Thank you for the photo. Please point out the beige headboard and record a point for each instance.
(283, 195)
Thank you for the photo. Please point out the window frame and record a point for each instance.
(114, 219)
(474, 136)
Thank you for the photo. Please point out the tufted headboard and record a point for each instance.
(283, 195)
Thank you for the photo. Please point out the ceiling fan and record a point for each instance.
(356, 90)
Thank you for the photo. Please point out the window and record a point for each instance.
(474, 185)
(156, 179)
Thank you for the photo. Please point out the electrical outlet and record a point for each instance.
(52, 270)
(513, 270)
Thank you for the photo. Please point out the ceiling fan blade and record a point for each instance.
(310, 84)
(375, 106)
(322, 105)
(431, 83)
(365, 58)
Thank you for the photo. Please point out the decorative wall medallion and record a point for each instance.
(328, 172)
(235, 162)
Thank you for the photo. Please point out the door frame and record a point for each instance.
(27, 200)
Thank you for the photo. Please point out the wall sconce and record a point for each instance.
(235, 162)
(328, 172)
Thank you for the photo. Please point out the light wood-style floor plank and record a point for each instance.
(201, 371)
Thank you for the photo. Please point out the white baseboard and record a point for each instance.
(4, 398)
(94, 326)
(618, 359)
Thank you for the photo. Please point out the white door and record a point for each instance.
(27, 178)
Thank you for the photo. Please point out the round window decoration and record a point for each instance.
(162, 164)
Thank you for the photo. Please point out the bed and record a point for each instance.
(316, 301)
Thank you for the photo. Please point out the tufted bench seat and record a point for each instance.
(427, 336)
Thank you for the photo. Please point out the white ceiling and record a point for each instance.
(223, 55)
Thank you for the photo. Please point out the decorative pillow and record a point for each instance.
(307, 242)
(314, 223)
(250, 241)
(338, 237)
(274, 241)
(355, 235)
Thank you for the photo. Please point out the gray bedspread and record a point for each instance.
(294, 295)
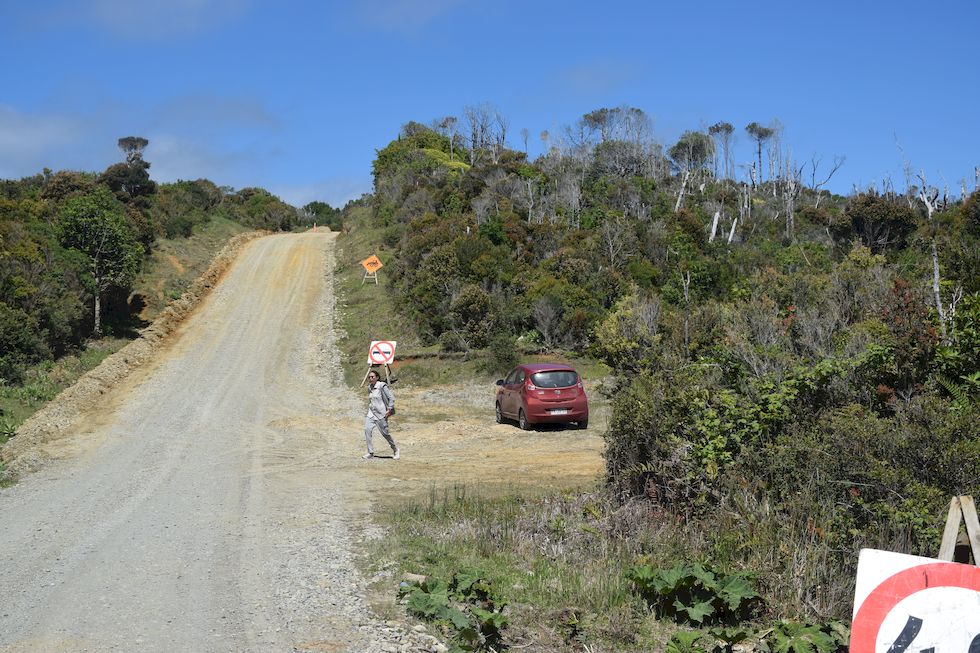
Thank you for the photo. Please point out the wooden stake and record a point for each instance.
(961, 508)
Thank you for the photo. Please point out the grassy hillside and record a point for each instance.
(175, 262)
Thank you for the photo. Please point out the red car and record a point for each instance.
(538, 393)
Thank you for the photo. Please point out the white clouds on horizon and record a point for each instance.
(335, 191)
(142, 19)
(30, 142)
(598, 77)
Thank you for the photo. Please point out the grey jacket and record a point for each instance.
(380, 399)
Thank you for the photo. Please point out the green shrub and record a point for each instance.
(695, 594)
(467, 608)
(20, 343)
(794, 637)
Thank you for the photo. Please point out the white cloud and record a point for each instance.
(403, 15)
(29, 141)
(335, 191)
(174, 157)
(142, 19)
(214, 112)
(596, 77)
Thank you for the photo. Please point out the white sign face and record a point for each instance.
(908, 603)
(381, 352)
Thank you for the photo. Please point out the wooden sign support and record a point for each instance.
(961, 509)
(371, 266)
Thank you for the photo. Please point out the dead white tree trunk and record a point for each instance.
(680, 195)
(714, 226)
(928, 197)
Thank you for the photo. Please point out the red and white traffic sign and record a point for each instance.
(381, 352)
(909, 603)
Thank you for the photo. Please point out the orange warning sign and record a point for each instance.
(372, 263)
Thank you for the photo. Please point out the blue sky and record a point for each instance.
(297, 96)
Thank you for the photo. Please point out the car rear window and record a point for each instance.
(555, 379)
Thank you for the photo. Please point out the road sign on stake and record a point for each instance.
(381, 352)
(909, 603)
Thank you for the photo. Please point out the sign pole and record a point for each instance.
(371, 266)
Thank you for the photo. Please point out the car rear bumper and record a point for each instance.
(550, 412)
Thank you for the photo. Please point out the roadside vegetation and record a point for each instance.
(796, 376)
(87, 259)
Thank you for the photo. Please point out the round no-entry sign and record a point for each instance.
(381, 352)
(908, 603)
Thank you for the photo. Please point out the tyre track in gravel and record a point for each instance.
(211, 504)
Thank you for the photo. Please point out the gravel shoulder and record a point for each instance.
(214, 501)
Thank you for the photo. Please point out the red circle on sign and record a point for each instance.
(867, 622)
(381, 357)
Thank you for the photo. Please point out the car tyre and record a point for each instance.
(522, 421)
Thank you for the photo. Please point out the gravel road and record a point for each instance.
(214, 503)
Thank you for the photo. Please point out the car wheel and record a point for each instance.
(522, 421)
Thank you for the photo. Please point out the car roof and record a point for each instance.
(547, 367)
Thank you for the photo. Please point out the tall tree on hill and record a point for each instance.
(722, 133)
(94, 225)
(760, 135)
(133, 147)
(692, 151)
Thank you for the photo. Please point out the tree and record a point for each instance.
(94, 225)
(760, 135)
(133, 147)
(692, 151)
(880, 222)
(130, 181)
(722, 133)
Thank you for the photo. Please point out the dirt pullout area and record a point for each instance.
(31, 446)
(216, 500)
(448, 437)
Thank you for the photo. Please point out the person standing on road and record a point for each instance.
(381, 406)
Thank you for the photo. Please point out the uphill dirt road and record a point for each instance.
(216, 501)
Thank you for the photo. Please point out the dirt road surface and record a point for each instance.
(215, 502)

###

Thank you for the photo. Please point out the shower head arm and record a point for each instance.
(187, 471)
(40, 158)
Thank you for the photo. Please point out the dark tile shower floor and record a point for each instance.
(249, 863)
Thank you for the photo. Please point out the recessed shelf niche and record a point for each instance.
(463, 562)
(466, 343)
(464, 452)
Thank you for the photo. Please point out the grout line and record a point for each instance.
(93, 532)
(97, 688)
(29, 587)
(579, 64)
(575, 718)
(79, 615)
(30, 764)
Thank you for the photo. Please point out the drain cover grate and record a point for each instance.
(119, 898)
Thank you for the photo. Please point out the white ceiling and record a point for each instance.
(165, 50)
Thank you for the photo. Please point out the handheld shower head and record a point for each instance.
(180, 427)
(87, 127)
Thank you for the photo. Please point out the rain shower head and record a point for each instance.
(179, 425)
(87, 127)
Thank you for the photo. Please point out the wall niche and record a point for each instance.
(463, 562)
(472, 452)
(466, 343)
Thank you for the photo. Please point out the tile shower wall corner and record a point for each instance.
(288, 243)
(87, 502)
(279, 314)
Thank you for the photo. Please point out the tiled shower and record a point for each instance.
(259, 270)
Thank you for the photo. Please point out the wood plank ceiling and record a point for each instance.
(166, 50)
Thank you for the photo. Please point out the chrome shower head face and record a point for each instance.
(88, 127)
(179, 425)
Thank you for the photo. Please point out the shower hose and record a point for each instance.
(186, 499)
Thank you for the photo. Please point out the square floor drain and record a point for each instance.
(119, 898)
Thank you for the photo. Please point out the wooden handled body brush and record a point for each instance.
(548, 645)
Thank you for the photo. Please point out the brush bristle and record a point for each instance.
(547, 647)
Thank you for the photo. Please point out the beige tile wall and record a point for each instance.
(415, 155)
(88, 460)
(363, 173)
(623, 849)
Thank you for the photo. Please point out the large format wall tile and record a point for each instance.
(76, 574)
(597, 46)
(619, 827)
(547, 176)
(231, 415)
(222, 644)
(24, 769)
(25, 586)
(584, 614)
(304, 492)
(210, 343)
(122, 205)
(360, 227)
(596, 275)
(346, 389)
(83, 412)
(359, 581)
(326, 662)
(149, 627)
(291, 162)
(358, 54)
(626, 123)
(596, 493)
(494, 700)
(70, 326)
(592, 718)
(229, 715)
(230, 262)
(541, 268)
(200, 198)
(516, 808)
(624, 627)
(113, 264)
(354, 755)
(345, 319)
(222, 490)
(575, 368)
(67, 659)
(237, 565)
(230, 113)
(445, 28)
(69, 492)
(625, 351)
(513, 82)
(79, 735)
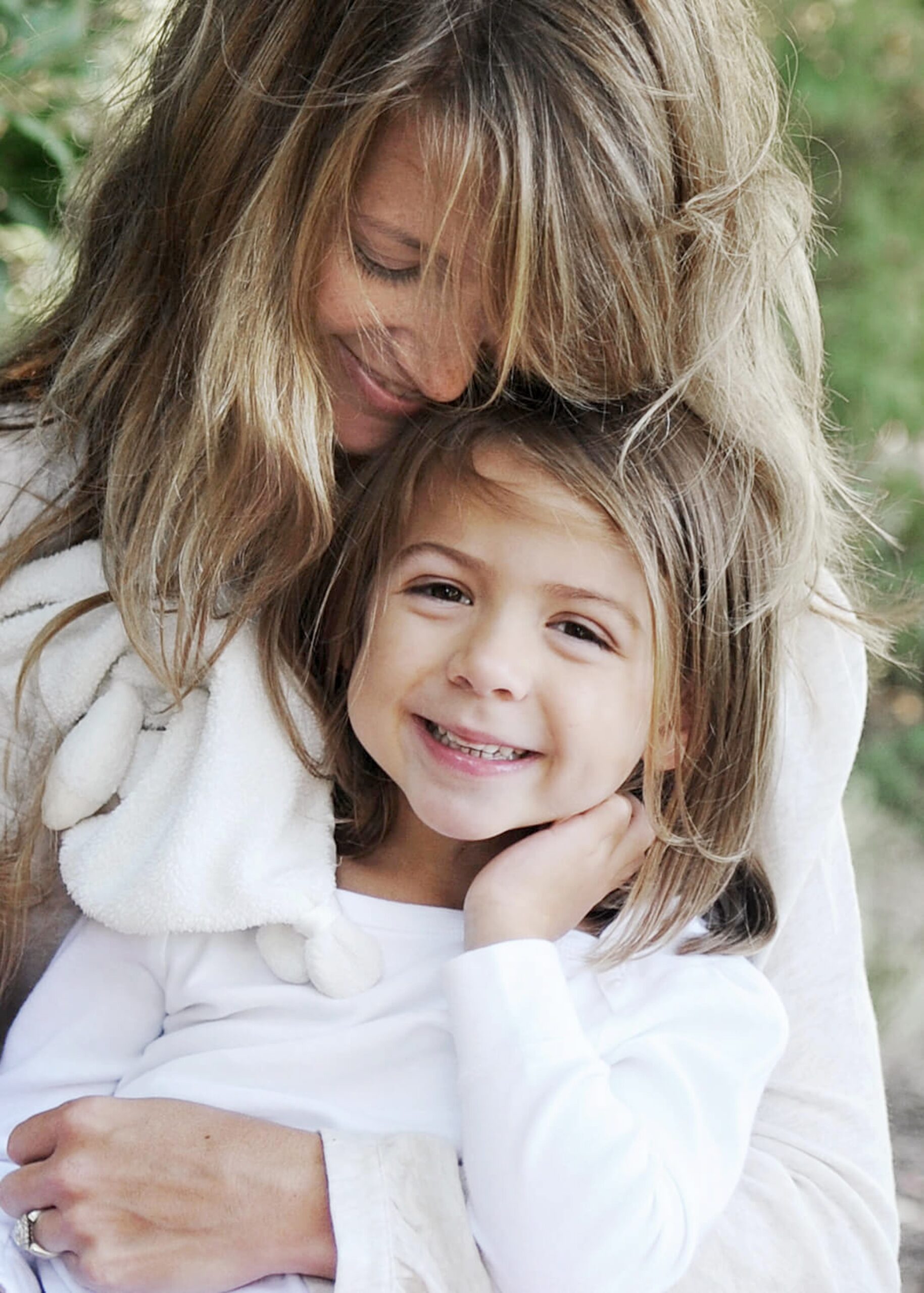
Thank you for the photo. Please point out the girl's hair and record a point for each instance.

###

# Exercise objective
Take only the lines above from the one that has "Thank you for the photo. Please point out the large" through the one that has "Thank you for the photo. Please point out the girl's" and reproduce them exactly, omitting any pictures.

# Result of this exercise
Thank you for the photo. Please point out the large format wall tile and record a point for each instance.
(76, 574)
(597, 46)
(619, 827)
(547, 176)
(231, 415)
(222, 644)
(24, 769)
(25, 586)
(584, 614)
(304, 492)
(210, 343)
(122, 205)
(360, 227)
(596, 275)
(346, 389)
(83, 412)
(359, 581)
(326, 662)
(149, 627)
(291, 162)
(358, 54)
(626, 123)
(596, 493)
(494, 700)
(70, 326)
(592, 718)
(229, 715)
(230, 262)
(541, 268)
(200, 198)
(516, 808)
(624, 627)
(113, 264)
(354, 755)
(345, 319)
(222, 490)
(575, 368)
(67, 659)
(237, 565)
(230, 113)
(445, 28)
(69, 492)
(625, 351)
(513, 82)
(79, 735)
Thank you for the photo. Please point out the girl's hair and record a point for each instance.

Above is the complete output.